BEGIN Text passage

The other night my eldest yelled that his father and I suck at divorce. We had spent the afternoon at a dance recital and all the disparate pieces of my children’s extended family had converged. My ex’s family and my family. We had come together to celebrate. But tensions, awkward hugs and tightly smiled platitudes were my son’s take-aways from the event. An event that could have been joyous and relaxed in an alternate universe. In a different family. And had his parent’s not gotten divorced.
While my son’s sentiment was still fresh I wondered why a good enough divorce is not part of the therapy world’s parlance. Divorce makes you guilty. You try forever to make up the loss to your children. This started me thinking about good enough mothering. Donald Winnicott, a pediatrician who studied the mother child bond, dubbed the term.
In summary, good enough mothering allows for the world to disappoint your child, while not abandoning your child during the disappointment(s). See? There’s a lot of room for interpretation. That’s what I always liked about the theory too.

END Text passage
BEGIN Data section

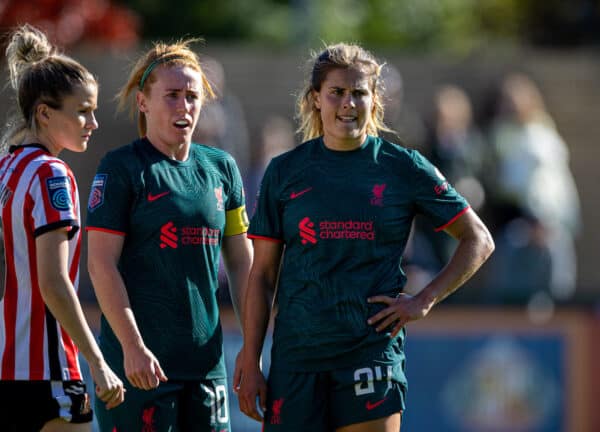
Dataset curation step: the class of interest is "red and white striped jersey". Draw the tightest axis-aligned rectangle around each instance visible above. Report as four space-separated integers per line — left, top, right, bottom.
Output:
0 144 82 380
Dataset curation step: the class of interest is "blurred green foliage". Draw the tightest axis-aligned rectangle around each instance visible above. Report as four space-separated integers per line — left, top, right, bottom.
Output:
121 0 600 54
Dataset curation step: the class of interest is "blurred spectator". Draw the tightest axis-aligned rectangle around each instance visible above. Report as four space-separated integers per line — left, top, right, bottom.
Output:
193 57 250 178
244 115 296 216
0 0 141 48
416 85 486 286
427 85 486 210
489 74 580 299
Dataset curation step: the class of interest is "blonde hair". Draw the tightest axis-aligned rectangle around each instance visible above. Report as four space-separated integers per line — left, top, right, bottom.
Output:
116 38 215 136
1 24 98 149
296 43 393 141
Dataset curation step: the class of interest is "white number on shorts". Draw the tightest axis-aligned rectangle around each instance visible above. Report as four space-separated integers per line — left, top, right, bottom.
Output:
354 366 393 396
202 384 229 423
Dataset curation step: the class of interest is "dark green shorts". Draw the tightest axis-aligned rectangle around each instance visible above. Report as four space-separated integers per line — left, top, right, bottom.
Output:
264 361 406 432
95 378 230 432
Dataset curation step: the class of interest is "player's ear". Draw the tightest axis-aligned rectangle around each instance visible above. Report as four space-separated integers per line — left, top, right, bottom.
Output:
311 90 321 111
135 91 148 113
35 103 51 126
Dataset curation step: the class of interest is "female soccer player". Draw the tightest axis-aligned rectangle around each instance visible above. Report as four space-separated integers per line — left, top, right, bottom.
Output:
234 44 494 432
0 25 124 432
87 40 252 432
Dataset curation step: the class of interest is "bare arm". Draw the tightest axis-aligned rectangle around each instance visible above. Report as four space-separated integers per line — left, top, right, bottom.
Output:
368 209 494 336
35 228 124 408
233 240 283 421
88 230 167 390
222 233 252 327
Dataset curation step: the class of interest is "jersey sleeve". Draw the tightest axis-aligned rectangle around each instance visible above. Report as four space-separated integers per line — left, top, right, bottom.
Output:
248 161 283 241
413 151 470 231
86 150 133 235
224 157 248 236
29 162 79 238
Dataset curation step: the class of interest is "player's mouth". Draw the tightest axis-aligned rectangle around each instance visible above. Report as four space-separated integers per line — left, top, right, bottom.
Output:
337 115 358 123
173 119 192 129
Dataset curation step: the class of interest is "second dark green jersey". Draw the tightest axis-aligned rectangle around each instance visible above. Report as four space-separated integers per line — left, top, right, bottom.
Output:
248 137 468 371
87 139 244 379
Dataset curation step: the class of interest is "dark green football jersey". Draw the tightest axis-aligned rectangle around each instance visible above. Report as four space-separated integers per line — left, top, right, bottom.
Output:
87 139 244 379
248 137 468 371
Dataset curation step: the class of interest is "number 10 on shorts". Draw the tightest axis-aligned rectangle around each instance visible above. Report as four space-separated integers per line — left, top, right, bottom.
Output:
354 365 393 396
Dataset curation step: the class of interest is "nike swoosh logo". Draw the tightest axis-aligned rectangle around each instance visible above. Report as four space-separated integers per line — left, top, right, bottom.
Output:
290 187 312 199
148 191 170 202
365 398 387 411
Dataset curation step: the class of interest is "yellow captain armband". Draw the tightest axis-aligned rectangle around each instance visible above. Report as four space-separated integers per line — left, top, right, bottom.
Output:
224 206 250 236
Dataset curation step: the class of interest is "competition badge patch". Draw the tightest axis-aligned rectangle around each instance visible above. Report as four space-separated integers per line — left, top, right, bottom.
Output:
46 176 73 211
88 174 107 211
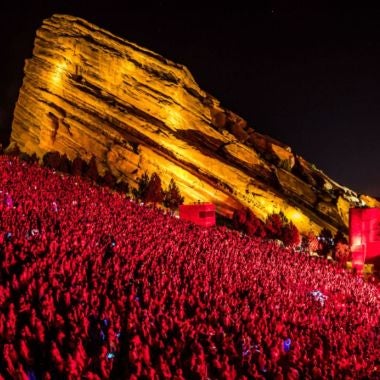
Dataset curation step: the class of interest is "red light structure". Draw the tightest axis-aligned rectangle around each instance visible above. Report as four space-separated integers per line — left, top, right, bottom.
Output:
350 207 380 273
179 203 216 227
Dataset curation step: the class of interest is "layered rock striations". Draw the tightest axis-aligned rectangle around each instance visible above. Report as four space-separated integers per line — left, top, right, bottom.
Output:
11 15 379 232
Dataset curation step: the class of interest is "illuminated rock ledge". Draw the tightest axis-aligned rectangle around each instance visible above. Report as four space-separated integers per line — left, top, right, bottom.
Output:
11 15 379 232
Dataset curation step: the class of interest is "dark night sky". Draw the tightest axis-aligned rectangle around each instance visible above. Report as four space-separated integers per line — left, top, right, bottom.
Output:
0 0 380 196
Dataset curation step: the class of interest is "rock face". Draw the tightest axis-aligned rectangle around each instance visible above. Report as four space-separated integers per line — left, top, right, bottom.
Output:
11 15 379 232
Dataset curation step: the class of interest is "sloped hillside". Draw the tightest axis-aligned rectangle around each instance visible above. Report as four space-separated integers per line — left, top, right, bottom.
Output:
11 15 379 232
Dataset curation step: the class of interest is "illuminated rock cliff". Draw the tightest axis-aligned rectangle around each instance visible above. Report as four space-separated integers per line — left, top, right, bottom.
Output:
11 15 378 232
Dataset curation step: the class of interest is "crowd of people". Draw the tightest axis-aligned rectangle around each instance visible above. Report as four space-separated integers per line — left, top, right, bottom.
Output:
0 156 380 380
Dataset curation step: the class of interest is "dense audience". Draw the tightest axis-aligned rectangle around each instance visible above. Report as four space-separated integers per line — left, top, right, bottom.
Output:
0 156 380 380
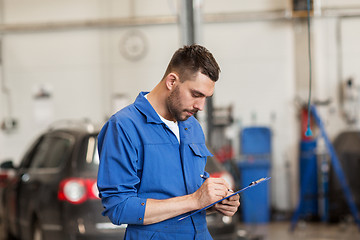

END Data section

Prompt 1. In the passage on divorce, who coined the term "good enough mothering"?
Prompt 2. Using the passage on divorce, explain what led the author's eldest son to yell that his parents suck at divorce.

Answer 1. Donald Winnicott, a pediatrician who studied the mother-child bond, coined the term.

Answer 2. Both sides of the children's family had gathered at a dance recital to celebrate. The son came away with tensions, awkward hugs and tightly smiled platitudes, so an event that could have been joyous and relaxed was strained.